* Start Rows *
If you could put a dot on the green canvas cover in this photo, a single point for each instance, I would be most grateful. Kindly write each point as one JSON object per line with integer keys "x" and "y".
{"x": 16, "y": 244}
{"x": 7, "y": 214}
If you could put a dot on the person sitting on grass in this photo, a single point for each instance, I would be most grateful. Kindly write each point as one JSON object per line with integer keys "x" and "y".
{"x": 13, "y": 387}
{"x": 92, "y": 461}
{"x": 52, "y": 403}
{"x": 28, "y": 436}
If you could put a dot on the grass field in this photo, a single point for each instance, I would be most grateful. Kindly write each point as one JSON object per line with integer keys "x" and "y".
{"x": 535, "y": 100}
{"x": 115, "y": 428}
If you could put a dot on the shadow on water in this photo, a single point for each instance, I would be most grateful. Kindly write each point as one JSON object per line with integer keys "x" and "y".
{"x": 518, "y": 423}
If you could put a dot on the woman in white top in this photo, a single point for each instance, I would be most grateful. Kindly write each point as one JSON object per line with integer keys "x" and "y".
* End Rows *
• **Written task**
Return every line of the listing above verbatim, with nothing added, dropped, or altered.

• **In response**
If you could put a dot on the green canvas cover in this photo, a single point for each instance, I would be most grateful. Kindly write each point as one JSON object per line with integer keys "x" and "y".
{"x": 16, "y": 244}
{"x": 7, "y": 214}
If you could put a dot on the person sitting on grass in this photo, a single point for each instance, I would be most grateful. Kindly write each point as one JSON object per line with integer keys "x" and "y".
{"x": 13, "y": 387}
{"x": 92, "y": 461}
{"x": 52, "y": 403}
{"x": 28, "y": 436}
If you could put a dot on the grass field in this photo, a single point for each instance, I would be most grateful. Kindly write each point as one JSON object per line with integer keys "x" and "y".
{"x": 535, "y": 100}
{"x": 115, "y": 428}
If you could put a dot on the shadow on water in this photo, a single point for each instance, I would be most grateful. Kindly write each point as one JSON object per line with integer keys "x" and "y".
{"x": 518, "y": 423}
If you could put a dot on the woman in white top in this photo, a single point for each instance, I would be most grateful. Kindly write each point as one JSON object per line with integer keys "x" and "y".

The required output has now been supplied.